To be done: Copy the records below from the start up to and including the line that contains "[[[309,24],[301,22],[230,43],[229,100],[307,100]]]", requests included, and shift every coordinate in the answers by adding 38 to it.
* Start *
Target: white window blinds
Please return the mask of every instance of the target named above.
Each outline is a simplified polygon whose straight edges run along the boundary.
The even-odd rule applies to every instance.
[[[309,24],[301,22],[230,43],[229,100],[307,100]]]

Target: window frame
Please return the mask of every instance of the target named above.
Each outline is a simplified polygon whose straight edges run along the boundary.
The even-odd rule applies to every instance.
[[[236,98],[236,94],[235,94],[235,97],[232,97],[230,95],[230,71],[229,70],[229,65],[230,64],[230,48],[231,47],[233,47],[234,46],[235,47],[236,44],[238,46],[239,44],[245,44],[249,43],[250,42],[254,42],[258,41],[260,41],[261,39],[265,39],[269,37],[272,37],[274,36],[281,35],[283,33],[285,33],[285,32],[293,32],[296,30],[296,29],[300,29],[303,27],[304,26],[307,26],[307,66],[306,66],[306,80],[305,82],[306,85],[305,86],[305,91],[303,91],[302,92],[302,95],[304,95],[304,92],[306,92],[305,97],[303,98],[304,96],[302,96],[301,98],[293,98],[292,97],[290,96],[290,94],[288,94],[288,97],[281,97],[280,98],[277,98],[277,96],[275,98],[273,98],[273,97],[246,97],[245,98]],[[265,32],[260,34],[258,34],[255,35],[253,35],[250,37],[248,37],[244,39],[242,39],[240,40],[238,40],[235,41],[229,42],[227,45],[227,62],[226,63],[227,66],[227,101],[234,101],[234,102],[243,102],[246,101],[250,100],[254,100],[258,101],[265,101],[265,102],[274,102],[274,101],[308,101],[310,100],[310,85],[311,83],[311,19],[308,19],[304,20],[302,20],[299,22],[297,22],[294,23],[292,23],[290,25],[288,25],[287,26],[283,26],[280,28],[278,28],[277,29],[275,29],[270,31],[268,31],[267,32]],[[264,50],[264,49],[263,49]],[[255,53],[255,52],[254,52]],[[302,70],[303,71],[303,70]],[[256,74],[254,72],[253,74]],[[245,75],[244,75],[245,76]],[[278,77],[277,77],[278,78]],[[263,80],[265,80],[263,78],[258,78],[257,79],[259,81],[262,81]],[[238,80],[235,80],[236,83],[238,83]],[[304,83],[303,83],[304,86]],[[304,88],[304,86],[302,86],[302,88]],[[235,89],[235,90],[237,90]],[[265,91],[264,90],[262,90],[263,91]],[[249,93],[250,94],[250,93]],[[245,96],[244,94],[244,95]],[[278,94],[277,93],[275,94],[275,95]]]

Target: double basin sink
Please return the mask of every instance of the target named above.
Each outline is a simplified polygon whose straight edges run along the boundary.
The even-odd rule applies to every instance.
* End *
Response to the exercise:
Target: white window blinds
Please return the mask of every instance of the target named above.
Each outline is a simplified polygon whose straight edges run along the boundary.
The even-odd rule applies to every instance.
[[[347,62],[339,60],[268,81],[267,138],[345,138]]]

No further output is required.